Text section:
"""

Welcome to the Grid [#42]

There are a lot of new web technologies emerging at the moment which really feel like we’re entering a new era. Over the last decade, the likes of HTML5, ES6+, flex box etc. have brought the web, and the technologies on which it is built, very much into the modern day. Accessibility, responsiveness and flexibility have become standards, instead of the nice-to-have pipe dreams they were when I first built a website. Still, a lot of the new features and developments have been addressing limitations of what the web was back in the early noughties.

Right now, then, is a little different. There are still plenty of problems with how the web operates, limitations to its functionality and misuses of its resources, but with a little time and effort a website can become everything it was ever designed to be, and much more. The next round of technological implementation, then, is redesigning the way the web works. Do you need an active internet connection to be ‘online? Not any more. Want a website to do more than simply house and interlink static text? That’s getting pretty common.

Despite these huge leaps forward in terms of functionality, one element of those old, dark days has remained missing. Right when I started to learn HTML the standard approach was to mimic page setting from magazines by using <table> elements. That practice died a deserved death, but ever since the web has been slightly restricted in how it can display information in a dynamic, yet rigidly structured, manner. There have been improvements, such as display:table, flex box and semantically clearer HTML (section, article, aside etc.), but ultimately none have met the ease of application of a table layout.

"""

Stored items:
"""

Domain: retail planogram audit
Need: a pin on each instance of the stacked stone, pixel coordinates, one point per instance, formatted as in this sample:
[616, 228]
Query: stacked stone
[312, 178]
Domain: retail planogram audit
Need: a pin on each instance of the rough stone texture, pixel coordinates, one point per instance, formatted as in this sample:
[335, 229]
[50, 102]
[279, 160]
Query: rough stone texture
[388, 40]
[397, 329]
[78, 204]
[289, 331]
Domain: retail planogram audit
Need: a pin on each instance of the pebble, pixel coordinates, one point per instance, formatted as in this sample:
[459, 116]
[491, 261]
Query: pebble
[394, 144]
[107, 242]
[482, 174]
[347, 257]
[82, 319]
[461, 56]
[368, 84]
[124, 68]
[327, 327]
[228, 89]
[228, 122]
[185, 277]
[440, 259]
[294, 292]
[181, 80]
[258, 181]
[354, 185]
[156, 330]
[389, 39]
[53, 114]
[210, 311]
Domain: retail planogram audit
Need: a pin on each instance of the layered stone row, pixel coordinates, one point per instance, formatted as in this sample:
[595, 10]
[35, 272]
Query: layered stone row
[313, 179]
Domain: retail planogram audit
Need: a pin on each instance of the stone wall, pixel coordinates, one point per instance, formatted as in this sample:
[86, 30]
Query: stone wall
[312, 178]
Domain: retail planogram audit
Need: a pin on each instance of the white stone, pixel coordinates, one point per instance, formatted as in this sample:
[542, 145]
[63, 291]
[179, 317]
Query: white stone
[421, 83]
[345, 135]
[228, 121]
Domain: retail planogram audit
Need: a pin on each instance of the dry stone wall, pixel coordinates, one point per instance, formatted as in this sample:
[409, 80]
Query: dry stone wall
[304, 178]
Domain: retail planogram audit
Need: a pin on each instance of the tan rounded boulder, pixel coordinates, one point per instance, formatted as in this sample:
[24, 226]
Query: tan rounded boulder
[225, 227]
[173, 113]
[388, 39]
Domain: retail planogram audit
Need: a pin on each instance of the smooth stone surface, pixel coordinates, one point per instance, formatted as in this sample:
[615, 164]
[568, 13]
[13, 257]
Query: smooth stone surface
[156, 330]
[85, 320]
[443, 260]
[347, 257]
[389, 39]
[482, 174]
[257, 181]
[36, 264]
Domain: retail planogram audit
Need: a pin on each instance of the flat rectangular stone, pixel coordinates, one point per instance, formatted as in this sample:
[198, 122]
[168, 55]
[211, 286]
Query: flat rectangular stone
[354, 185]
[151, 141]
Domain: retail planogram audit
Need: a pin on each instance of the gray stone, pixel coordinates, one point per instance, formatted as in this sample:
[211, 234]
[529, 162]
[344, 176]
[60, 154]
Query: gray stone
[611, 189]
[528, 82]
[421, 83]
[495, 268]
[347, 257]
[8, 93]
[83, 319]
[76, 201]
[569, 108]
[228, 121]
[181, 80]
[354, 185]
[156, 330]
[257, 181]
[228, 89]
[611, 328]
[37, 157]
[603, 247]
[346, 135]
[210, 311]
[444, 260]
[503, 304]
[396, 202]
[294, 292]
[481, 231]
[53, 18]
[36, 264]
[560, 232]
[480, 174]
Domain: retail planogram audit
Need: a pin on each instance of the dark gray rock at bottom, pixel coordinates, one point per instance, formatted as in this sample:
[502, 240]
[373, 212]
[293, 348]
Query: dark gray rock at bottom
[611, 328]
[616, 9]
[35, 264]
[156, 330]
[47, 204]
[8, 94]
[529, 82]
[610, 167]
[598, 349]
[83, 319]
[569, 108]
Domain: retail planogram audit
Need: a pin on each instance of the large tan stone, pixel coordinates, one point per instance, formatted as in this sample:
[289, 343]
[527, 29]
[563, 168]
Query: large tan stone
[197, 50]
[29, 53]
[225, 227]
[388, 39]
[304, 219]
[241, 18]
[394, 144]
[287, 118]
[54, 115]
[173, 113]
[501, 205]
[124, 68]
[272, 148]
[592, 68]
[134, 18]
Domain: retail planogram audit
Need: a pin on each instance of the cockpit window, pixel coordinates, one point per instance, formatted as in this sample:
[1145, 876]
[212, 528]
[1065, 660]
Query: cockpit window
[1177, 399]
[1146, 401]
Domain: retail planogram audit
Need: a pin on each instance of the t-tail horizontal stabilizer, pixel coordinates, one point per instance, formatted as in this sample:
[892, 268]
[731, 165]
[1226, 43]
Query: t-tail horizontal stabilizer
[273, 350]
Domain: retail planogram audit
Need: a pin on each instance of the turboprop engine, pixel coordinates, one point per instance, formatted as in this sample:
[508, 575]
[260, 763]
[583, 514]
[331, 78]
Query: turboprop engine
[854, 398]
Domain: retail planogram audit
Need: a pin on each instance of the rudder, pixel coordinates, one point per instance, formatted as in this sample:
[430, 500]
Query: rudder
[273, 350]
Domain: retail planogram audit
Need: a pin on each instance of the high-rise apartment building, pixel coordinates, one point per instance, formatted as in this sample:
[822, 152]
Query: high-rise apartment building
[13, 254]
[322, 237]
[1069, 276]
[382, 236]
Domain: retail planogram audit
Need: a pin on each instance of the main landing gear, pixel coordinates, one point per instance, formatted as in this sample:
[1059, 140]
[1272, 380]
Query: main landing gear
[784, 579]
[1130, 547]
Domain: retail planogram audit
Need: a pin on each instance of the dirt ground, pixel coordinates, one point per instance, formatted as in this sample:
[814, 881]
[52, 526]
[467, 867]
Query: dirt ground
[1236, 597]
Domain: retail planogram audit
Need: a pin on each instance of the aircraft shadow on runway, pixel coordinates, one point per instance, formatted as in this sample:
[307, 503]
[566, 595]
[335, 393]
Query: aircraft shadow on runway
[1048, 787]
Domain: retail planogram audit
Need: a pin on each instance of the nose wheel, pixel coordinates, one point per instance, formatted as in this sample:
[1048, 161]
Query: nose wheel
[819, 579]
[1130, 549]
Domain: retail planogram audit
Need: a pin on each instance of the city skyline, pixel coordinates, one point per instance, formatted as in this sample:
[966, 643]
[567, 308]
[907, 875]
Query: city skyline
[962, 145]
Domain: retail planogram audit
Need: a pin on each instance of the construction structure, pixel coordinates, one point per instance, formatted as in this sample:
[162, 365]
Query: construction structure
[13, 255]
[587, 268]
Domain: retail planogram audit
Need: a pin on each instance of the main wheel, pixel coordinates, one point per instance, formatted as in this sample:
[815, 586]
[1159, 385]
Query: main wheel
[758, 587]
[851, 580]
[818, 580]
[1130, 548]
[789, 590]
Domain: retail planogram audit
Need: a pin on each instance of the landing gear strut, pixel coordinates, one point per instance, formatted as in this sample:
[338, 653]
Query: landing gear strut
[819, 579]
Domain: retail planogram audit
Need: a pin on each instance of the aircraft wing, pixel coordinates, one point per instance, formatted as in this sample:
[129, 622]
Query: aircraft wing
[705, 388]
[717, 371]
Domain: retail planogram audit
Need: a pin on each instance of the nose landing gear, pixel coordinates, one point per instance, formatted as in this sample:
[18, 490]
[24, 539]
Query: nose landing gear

"""

Instructions for the task: Carry the "Welcome to the Grid" article on web layout forward from its final sentence.

Written reply:
Hopefully that’s about to change, thanks to CSS Grid. It’s a technology I’ve heard bits and bobs about for some time, but I’ll admit it hasn’t excited me like service workers or PWAs have. Thanks to (yet another) great article from A List Apart, I’m now firmly on board the Grid train and willing it to go faster, and faster, and faster. Honestly, I love the whole concept, but for me one of the most exciting aspects is the quick prototyping available through template-areas. For a full breakdown, read the article, but the “aha!” moment for me was seeing how this:

.cards {
        display: grid;
        grid-template-columns: 1fr 1fr 1fr;
        grid-gap: 20px;
        grid-template-areas:
               “a a b”
               “. d d”
               “c e e”;
}

Is automatically translated into this:

Layout of 5 grid blocks and 1 empty cell, showing how CSS Grid can span columns and rows, auto-fill containers and be easily spaced.
The beauty of CSS Grid.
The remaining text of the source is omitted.